___ Material for this task

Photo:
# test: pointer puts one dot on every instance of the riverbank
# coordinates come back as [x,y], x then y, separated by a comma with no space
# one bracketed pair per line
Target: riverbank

______

_Your assignment_
Read the data above. Pull out each line in which the string "riverbank" appears.

_Response to this exercise_
# test: pointer puts one dot on every instance of the riverbank
Target: riverbank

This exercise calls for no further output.